*Document section*:
## BEGIN
Denial of KIMO's Motion for Summary Judgment or Summary Adjudication
On July 22, 2015, KIMO moved for summary judgment claiming that Pinza's and Ratnathicam's claims for full commissions on unclosed transactions was barred by the postdeparture payout provisions of their written agreements with KIMO. Focusing on the sentence in that provision that: "Any commission not paid (for unresolved or undisclosed transactions) as of the date of notification of termination or departure will be paid entirely at management['s] sole discretion"—and emphasizing the use of the word "any" in that sentence—KIMO contended the provision was unambiguous and barred plaintiffs' claims of the "full" amount—rather than 50 percent—of their commissions on the loans that had not closed at the times plaintiffs terminated their relationships with KIMO.
The motion was also in behalf of two other defendants, James Kilpatrick and Kent Mitchell, who were later dismissed from the action. Kilpatrick is described in the first amended complaint as a shareholder, director, and manager of KIMO, Inc. According to that complaint, "Kilpatrick commingles his personal funds with KIMO's corporate funds" and "KIMO is a mere conduit for the personal affairs of Kilpatrick and Kent Mitchell," who is also a shareholder, director and manager of KIMO. Kilpatrick and Mitchell were named defendants; however, plaintiffs later conceded their claims against Mitchell lacked merit and the court found that "[KIMO], not Kilpatrick personally, was the party who had assumed the independent contractor agreements with Pinza and Ratnathicam and thus KIMO, not Kilpatrick, is liable for any contractual or quasi-contractual obligations to pay commissions to Pinza and Ratnathicam, absent imposition of alter ego liability." Accordingly, judgment was entered in favor of Kilpatrick and Mitchell on all claims alleged against them.
KIMO's motion was not just against Pinza and Ratnathicam but also Casey Wright, a former sales agent of KIMO who later settled with it and was also dismissed from this action prior to trial.
Pinza and Ratnathicam answered that the provision only pertains to the situation in which the sales or loan agent provided no continuing services after terminating his or her relationship with the broker, which was not the case here.
Relying on a declaration from Ratnathicam—who had worked in the real estate business for more than 10 years—that the custom in the loan brokerage industry is that departing agents who perform posttermination work are entitled to the full amount of the commissions—and the opinions in Wolf v. Superior Court (2004) 114 Cal.App.4th 1343 and Nein v. HostPro, Inc. (2009) 174 Cal.App.4th 833—the trial court denied the motion for summary judgment. The court concluded that "extrinsic evidence of trade custom defeats defendants' summary judgment argument that all of plaintiffs' claims are barred by the parties' written contracts." The court did grant summary adjudication for all defendants on the cause of action for breach of fiduciary duty, leaving the causes of action for breach of contract, common counts, unjust enrichment and conversion to be resolved at trial.
## END
*Task list*:
A) Reproduce the passage on KIMO's summary judgment motion word for word, starting at the words "KIMO's motion was" and stopping after "the case here.".
B) Summarize the passage on KIMO's summary judgment motion in two sentences.
The listing that comes next is not needed for anything here.

*Data lines*:
## BEGIN
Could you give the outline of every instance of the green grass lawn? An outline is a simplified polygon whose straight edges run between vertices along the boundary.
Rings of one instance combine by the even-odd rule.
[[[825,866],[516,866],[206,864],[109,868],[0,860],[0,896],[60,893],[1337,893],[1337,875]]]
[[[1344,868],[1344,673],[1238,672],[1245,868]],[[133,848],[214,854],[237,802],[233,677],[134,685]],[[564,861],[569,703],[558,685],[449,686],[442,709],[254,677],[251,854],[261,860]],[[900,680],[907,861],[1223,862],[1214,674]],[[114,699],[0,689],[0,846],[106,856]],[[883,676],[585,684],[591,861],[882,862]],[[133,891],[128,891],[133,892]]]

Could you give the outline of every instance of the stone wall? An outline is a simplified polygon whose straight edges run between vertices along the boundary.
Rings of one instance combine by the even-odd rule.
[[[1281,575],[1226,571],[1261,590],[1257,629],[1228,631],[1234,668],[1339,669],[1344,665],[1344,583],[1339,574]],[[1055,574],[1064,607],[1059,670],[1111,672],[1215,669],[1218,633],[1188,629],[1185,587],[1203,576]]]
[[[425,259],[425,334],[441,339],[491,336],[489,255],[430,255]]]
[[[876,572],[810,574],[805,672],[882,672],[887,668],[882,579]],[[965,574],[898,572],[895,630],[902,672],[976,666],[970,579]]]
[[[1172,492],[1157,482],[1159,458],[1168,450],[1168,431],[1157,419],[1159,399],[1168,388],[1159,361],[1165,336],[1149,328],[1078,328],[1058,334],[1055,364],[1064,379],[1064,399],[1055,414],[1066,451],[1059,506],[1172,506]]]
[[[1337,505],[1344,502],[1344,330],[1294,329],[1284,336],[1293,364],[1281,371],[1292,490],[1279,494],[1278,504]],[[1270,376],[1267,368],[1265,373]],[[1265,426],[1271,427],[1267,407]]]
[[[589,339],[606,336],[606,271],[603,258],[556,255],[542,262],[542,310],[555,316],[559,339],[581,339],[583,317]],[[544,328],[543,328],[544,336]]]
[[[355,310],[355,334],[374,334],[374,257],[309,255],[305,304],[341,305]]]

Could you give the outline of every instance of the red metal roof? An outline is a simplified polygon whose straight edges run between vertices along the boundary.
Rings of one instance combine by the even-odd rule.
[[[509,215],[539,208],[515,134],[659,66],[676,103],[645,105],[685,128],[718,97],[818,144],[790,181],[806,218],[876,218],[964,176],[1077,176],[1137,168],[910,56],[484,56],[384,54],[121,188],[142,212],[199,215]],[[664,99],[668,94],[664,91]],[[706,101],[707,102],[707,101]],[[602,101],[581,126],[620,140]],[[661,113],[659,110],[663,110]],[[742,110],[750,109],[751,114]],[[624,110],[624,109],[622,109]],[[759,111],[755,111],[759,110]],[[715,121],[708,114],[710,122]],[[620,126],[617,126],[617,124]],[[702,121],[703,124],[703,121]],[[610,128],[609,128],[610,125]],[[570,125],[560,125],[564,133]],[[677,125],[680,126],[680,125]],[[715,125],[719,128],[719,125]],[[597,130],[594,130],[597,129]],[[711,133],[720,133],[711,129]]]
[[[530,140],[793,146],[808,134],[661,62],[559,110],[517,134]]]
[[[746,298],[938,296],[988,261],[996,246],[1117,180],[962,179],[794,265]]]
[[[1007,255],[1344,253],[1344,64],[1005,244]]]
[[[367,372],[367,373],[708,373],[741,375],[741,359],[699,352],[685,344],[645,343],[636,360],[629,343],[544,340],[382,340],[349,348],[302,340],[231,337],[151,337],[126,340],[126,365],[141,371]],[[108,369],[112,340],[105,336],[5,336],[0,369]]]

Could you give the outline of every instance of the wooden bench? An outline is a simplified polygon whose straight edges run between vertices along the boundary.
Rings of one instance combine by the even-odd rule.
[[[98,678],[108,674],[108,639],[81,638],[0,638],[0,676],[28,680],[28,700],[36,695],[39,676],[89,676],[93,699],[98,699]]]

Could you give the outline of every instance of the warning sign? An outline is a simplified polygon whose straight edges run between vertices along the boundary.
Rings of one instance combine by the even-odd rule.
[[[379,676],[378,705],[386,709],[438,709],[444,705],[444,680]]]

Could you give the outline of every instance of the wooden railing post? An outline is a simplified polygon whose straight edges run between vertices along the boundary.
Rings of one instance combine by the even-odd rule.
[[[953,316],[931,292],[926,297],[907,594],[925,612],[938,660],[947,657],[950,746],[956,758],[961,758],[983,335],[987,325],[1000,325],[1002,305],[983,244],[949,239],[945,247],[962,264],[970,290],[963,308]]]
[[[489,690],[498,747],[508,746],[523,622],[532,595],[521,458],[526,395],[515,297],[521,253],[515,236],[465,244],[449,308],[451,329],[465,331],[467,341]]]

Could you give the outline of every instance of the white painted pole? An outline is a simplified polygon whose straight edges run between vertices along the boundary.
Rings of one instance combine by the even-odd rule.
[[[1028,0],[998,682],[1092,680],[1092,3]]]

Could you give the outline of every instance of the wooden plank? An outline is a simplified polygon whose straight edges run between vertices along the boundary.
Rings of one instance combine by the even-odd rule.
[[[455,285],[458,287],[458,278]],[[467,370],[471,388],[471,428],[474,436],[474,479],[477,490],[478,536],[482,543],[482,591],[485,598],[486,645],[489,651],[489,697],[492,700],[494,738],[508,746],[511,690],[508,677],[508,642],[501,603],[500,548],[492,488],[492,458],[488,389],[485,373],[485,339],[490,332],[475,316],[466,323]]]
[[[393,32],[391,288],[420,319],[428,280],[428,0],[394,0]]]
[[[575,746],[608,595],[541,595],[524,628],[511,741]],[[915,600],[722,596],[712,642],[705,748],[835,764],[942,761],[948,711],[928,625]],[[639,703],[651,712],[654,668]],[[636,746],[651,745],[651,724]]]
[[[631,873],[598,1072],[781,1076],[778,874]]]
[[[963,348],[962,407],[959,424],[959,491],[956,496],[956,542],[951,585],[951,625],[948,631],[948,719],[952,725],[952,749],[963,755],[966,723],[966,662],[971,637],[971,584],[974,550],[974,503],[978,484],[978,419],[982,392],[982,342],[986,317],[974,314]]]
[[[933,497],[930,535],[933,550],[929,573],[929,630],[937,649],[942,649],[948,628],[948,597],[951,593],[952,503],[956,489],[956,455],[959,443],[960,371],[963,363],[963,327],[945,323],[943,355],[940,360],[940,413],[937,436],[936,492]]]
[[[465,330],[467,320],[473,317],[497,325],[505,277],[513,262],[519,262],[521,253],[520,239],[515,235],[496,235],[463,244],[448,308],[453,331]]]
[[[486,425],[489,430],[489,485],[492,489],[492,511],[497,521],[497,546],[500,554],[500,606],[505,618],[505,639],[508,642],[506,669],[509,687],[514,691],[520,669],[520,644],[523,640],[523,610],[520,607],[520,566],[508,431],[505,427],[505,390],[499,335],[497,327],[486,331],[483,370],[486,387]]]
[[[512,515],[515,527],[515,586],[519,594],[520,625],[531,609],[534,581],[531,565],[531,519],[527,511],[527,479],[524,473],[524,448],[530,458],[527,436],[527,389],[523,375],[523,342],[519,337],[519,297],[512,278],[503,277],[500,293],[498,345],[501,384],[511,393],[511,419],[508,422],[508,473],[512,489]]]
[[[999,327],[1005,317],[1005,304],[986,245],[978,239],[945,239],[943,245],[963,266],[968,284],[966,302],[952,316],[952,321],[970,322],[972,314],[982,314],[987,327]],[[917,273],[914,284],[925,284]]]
## END
*Per-task outputs*:
A)
KIMO's motion was not just against Pinza and Ratnathicam but also Casey Wright, a former sales agent of KIMO who later settled with it and was also dismissed from this action prior to trial.
Pinza and Ratnathicam answered that the provision only pertains to the situation in which the sales or loan agent provided no continuing services after terminating his or her relationship with the broker, which was not the case here.

B) KIMO moved for summary judgment, arguing that the postdeparture payout provision in Pinza's and Ratnathicam's agreements unambiguously barred their claims for full commissions on loans that had not closed when they left. Relying on Ratnathicam's declaration about custom in the loan brokerage industry and two court opinions, the trial court denied the motion but granted summary adjudication for all defendants on the breach of fiduciary duty claim.